Object position labeling entries

※ ※ ※

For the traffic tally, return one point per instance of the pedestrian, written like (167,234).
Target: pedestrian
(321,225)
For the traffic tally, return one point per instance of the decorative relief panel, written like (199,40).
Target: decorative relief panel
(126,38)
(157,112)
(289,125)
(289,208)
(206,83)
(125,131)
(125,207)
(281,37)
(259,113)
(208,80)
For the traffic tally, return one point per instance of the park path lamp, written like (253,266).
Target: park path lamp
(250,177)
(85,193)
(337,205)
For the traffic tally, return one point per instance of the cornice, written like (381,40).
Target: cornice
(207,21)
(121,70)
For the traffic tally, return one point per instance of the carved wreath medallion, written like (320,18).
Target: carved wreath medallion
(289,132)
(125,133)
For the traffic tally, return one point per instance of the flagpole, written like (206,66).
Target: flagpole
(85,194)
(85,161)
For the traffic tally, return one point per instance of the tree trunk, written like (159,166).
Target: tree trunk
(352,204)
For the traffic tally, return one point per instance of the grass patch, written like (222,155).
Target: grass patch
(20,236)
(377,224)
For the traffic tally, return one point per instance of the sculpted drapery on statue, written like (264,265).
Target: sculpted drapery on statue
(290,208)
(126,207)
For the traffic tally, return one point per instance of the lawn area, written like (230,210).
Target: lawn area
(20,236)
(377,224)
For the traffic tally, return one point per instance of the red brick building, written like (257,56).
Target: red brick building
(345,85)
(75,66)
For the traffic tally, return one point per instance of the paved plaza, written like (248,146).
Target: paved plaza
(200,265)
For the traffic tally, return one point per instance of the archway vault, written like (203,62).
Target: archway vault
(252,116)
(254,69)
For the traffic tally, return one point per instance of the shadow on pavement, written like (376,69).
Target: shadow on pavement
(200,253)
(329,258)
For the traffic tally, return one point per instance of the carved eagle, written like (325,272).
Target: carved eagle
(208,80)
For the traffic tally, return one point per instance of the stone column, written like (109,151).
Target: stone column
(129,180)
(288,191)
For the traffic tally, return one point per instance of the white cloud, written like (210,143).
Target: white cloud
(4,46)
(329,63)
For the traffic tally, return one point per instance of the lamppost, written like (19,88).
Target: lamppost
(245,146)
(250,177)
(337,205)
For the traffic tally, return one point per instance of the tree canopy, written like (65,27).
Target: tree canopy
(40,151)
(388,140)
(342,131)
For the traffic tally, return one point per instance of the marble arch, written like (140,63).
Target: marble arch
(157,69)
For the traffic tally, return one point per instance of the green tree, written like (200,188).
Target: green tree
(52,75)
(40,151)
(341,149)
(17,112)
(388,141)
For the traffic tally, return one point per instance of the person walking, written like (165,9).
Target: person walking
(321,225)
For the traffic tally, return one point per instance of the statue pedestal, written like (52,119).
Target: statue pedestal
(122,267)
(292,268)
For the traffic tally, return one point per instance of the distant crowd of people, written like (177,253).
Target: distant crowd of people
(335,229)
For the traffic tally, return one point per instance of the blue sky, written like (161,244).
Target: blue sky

※ ※ ※

SHORT EXERCISE: Rewrite the items above, putting "site survey" in place of "traffic tally" wherever it occurs and leaving everything else as it is.

SOLUTION:
For the site survey, return one point per instance of the pedestrian, written like (167,234).
Target: pedestrian
(321,225)
For the site survey, return one point per instance of the decorative relief panel, written like (199,40).
Target: decorative relief panel
(126,38)
(157,112)
(289,125)
(289,208)
(206,83)
(125,131)
(125,207)
(281,37)
(259,113)
(208,80)
For the site survey, return one point per instance of the park path lamp, written like (253,266).
Target: park path lamp
(250,177)
(85,193)
(337,205)
For the site survey, return one point per instance of the cornice, written like (381,40).
Target: cornice
(207,21)
(121,70)
For the site survey, return one point per instance of the carved wreath medallion, written like (320,18).
Target: carved wreath medallion
(289,132)
(125,133)
For the site survey, return one point per instance of the flagpole, written like (206,66).
Target: flagpole
(85,194)
(85,161)
For the site survey, return one point per instance of the tree trunk, written like (159,166).
Target: tree trunk
(352,204)
For the site survey, return one point per instance of the grass patch, written like (222,155).
Target: grass patch
(20,236)
(377,224)
For the site survey, return one point per instance of the sculpted drapery on statue, written like (264,265).
Target: sculpted drapery on statue
(290,208)
(126,207)
For the site survey, return one point per instance of the lawn area, written like (230,210).
Target: lawn area
(20,236)
(377,224)
For the site survey, return one point per instance of the red brick building, written like (257,56).
Target: red brick building
(345,85)
(75,66)
For the site survey, return one point per instance of the paved plaza, written like (248,146).
Target: paved plaza
(200,265)
For the site survey, return one point per instance of the archway vault, written like (203,62).
Target: archway vault
(252,116)
(254,69)
For the site survey, return one point per instance of the shadow on pavement, written like (376,69).
Target: shadow on pavement
(200,253)
(329,258)
For the site survey, return one point per instance of the carved eagle, written like (325,272).
Target: carved eagle
(208,80)
For the site survey, return one point per instance of the stone column, written like (109,151).
Target: stone column
(129,180)
(288,191)
For the site survey, return one point per instance of the white cloud, written like (210,143).
Target: white cloud
(4,46)
(329,63)
For the site survey, return one point per instance of the lamppost, written like (19,88).
Target: lamppost
(245,146)
(250,177)
(337,205)
For the site survey, return one point per instance of the tree canopy, written like (65,27).
Target: tree canopy
(40,151)
(388,140)
(342,131)
For the site survey, return one point per instance of the marble arch, written like (140,63).
Target: marble arch
(157,69)
For the site survey, return one point per instance of the green tree, written like (200,188).
Target: green tree
(52,75)
(40,151)
(341,149)
(17,112)
(388,141)
For the site survey, return one point per instance of the person walking, written like (165,9).
Target: person walking
(321,225)
For the site survey, return one point per instance of the statue pedestal, written like (52,119).
Target: statue pedestal
(122,267)
(292,268)
For the site survey, return one point per instance of the distant crowd of people, written like (177,253).
Target: distant crowd of people
(335,229)
For the site survey, return one point per instance of the blue sky, written like (161,244).
Target: blue sky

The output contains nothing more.